To be done: Quote every line of the listing below word for word, leaving out the pictures.

Picture annotation listing:
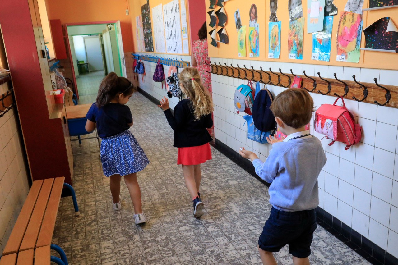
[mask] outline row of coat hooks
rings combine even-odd
[[[283,88],[291,87],[293,80],[297,76],[292,69],[290,69],[290,73],[287,74],[282,72],[280,68],[278,69],[278,73],[273,71],[270,67],[268,68],[269,71],[264,71],[261,66],[260,70],[258,70],[252,66],[247,68],[245,64],[242,68],[239,64],[237,64],[237,67],[235,67],[231,64],[230,67],[225,63],[223,65],[219,62],[218,65],[215,62],[214,64],[211,62],[210,64],[206,64],[211,67],[211,71],[208,72],[248,81],[259,81],[263,84]],[[333,79],[323,78],[318,72],[319,79],[317,80],[318,78],[316,77],[307,76],[305,70],[302,72],[304,76],[300,76],[302,79],[300,87],[308,92],[336,97],[341,96],[359,102],[374,103],[379,106],[387,105],[398,108],[398,86],[382,86],[377,82],[377,78],[373,79],[374,84],[360,83],[357,81],[355,75],[352,76],[353,81],[345,80],[338,79],[336,73],[333,74],[335,79]]]
[[[143,61],[147,61],[152,62],[160,62],[164,65],[168,65],[169,66],[174,66],[179,68],[184,68],[189,66],[189,62],[185,62],[182,60],[182,57],[180,57],[181,60],[179,60],[178,58],[173,59],[172,58],[166,58],[164,57],[159,57],[159,56],[152,56],[151,55],[143,55],[137,53],[132,53],[133,58],[136,60],[142,60]]]

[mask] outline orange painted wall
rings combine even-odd
[[[60,19],[65,23],[120,20],[123,47],[125,52],[133,50],[132,15],[130,6],[132,0],[67,0],[65,1],[46,0],[49,19]],[[126,15],[126,10],[129,15]]]

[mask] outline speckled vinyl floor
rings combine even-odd
[[[123,181],[122,208],[113,210],[99,153],[75,156],[73,186],[81,213],[73,216],[71,197],[62,198],[53,237],[69,264],[261,264],[258,239],[271,209],[267,187],[212,147],[213,159],[202,168],[205,213],[193,218],[162,112],[139,93],[128,105],[134,120],[131,131],[151,162],[138,174],[148,221],[134,224]],[[76,152],[95,150],[98,144],[94,139],[73,146]],[[312,249],[311,264],[370,264],[320,226]],[[287,246],[275,255],[278,264],[293,264]]]

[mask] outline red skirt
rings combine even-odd
[[[211,159],[211,151],[208,142],[197,146],[178,148],[177,165],[199,165]]]

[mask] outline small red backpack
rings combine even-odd
[[[339,98],[342,106],[336,105]],[[329,146],[336,141],[341,142],[347,145],[344,149],[348,150],[361,140],[362,129],[359,124],[355,124],[354,115],[345,107],[342,97],[338,97],[332,105],[321,105],[315,111],[314,123],[315,131],[332,140]]]

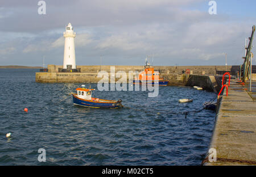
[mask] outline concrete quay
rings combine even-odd
[[[251,96],[253,92],[247,91],[250,82],[242,86],[237,81],[230,81],[228,96],[225,88],[218,100],[209,148],[215,149],[216,153],[214,155],[209,151],[202,162],[204,165],[256,165],[256,101]],[[256,92],[255,82],[253,88]],[[216,161],[212,162],[214,155]]]

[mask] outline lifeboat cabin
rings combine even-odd
[[[154,85],[166,86],[169,81],[159,77],[159,73],[155,71],[154,68],[150,66],[150,64],[146,59],[146,65],[144,66],[144,71],[139,74],[139,77],[134,77],[134,84],[147,84],[151,83]]]

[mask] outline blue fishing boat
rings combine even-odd
[[[118,108],[123,107],[122,100],[109,100],[92,97],[92,91],[95,89],[77,88],[77,94],[72,92],[74,105],[91,108]]]
[[[144,71],[139,74],[139,77],[134,78],[133,84],[167,86],[169,81],[159,77],[159,73],[155,71],[154,68],[150,66],[147,58],[146,58],[146,65],[144,68]]]

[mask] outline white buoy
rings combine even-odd
[[[8,133],[7,134],[6,134],[6,138],[10,138],[11,137],[11,133]]]
[[[179,102],[180,103],[188,103],[188,102],[193,102],[193,100],[192,99],[181,99],[179,100]]]

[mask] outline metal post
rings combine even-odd
[[[251,72],[251,54],[250,55],[250,58],[251,58],[251,63],[250,64],[250,65],[251,65],[250,66],[250,91],[251,91],[251,77],[252,77],[252,75],[251,75],[251,73],[252,73],[252,72]]]
[[[227,65],[227,64],[226,64],[226,55],[227,55],[227,54],[226,53],[226,65]]]
[[[101,71],[101,62],[102,62],[102,61],[101,61],[101,67],[100,67],[100,71]]]
[[[242,65],[240,65],[240,81],[241,81],[241,74],[242,74],[241,73],[241,71],[242,71]]]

Result of this task:
[mask] outline row of coat hooks
rings combine even-odd
[[[283,88],[291,87],[293,80],[297,76],[292,69],[290,69],[290,73],[287,74],[282,72],[280,68],[278,69],[278,73],[273,71],[270,67],[268,68],[269,71],[264,71],[261,66],[260,70],[258,70],[252,66],[247,68],[245,64],[242,68],[239,64],[237,64],[237,67],[235,67],[231,64],[230,67],[225,63],[223,65],[219,62],[218,65],[215,62],[214,64],[211,62],[210,64],[206,64],[211,67],[211,71],[208,72],[248,81],[259,81],[263,84]],[[333,79],[323,78],[318,72],[319,79],[317,80],[318,78],[316,77],[307,76],[305,70],[302,72],[304,76],[300,76],[302,79],[300,87],[308,92],[336,97],[341,96],[359,102],[374,103],[379,106],[387,105],[398,108],[398,86],[382,86],[377,82],[377,78],[373,79],[374,84],[360,83],[357,81],[355,75],[352,76],[353,81],[345,80],[338,79],[336,73],[333,74],[335,79]]]
[[[143,61],[147,61],[152,62],[160,62],[164,65],[168,65],[169,66],[174,66],[179,68],[184,68],[189,66],[189,62],[185,62],[182,60],[182,57],[180,57],[181,60],[179,60],[178,58],[173,59],[172,58],[166,58],[164,57],[159,57],[159,56],[152,56],[151,55],[143,55],[137,53],[132,53],[133,58],[136,60],[142,60]]]

[mask] outline orange painted wall
rings combine even-odd
[[[60,19],[65,23],[120,20],[123,47],[125,52],[133,50],[132,15],[130,6],[132,0],[67,0],[65,1],[46,0],[49,19]],[[126,15],[126,10],[129,15]]]

[mask] outline speckled vinyl floor
rings combine even-odd
[[[123,181],[122,208],[113,210],[99,153],[75,156],[73,186],[81,213],[73,216],[71,197],[62,198],[53,237],[69,264],[261,264],[258,239],[271,209],[267,187],[212,147],[213,159],[202,168],[205,213],[193,218],[162,112],[139,93],[128,105],[134,120],[131,131],[151,162],[138,174],[148,221],[134,224]],[[76,152],[95,150],[98,144],[94,139],[73,146]],[[312,249],[311,264],[370,264],[320,226]],[[287,246],[275,255],[278,264],[293,264]]]

[mask] outline red skirt
rings combine even-odd
[[[211,159],[211,151],[208,142],[197,146],[178,148],[177,165],[199,165]]]

[mask] outline small red backpack
rings combine even-odd
[[[339,98],[342,106],[336,105]],[[329,146],[336,141],[341,142],[347,145],[344,149],[348,150],[361,140],[362,129],[359,124],[355,124],[354,115],[345,107],[342,97],[338,97],[332,105],[321,105],[315,111],[314,123],[315,131],[332,140]]]

[mask] outline concrete quay
rings combine even-odd
[[[251,96],[253,92],[247,91],[250,82],[242,86],[237,81],[230,81],[228,96],[225,88],[218,100],[209,148],[215,149],[216,153],[214,155],[209,151],[202,162],[204,165],[256,165],[256,101]],[[256,92],[255,82],[253,88]],[[216,161],[212,162],[214,155]]]

[mask] outline lifeboat cabin
rings combine even-odd
[[[154,85],[166,86],[169,81],[159,77],[159,73],[155,71],[154,68],[150,66],[150,64],[146,59],[146,65],[144,66],[144,71],[139,74],[139,77],[134,77],[134,84],[147,84],[151,83]]]

[mask] outline blue fishing boat
rings combine even-odd
[[[118,108],[123,107],[122,100],[109,100],[92,97],[92,91],[95,89],[77,88],[77,94],[72,92],[74,105],[91,108]]]
[[[144,71],[139,74],[139,77],[134,78],[133,84],[167,86],[169,81],[159,77],[159,73],[155,71],[154,68],[150,66],[147,58],[146,58],[146,65],[144,68]]]

[mask] outline white buoy
rings combine even-odd
[[[8,133],[7,134],[6,134],[6,138],[10,138],[11,137],[11,133]]]
[[[179,102],[180,103],[188,103],[188,102],[193,102],[193,100],[192,99],[181,99],[179,100]]]

[mask] outline metal post
rings combine even-odd
[[[251,72],[251,54],[250,55],[250,58],[251,58],[251,63],[250,64],[250,65],[251,65],[250,66],[250,91],[251,91],[251,77],[252,77],[252,75],[251,75],[251,73],[252,73],[252,72]]]
[[[227,65],[227,64],[226,64],[226,55],[227,55],[227,54],[226,53],[226,65]]]
[[[101,71],[101,62],[102,62],[102,61],[101,61],[101,67],[100,67],[100,71]]]
[[[242,65],[240,65],[240,81],[241,81],[241,74],[242,74],[241,73],[241,71],[242,71]]]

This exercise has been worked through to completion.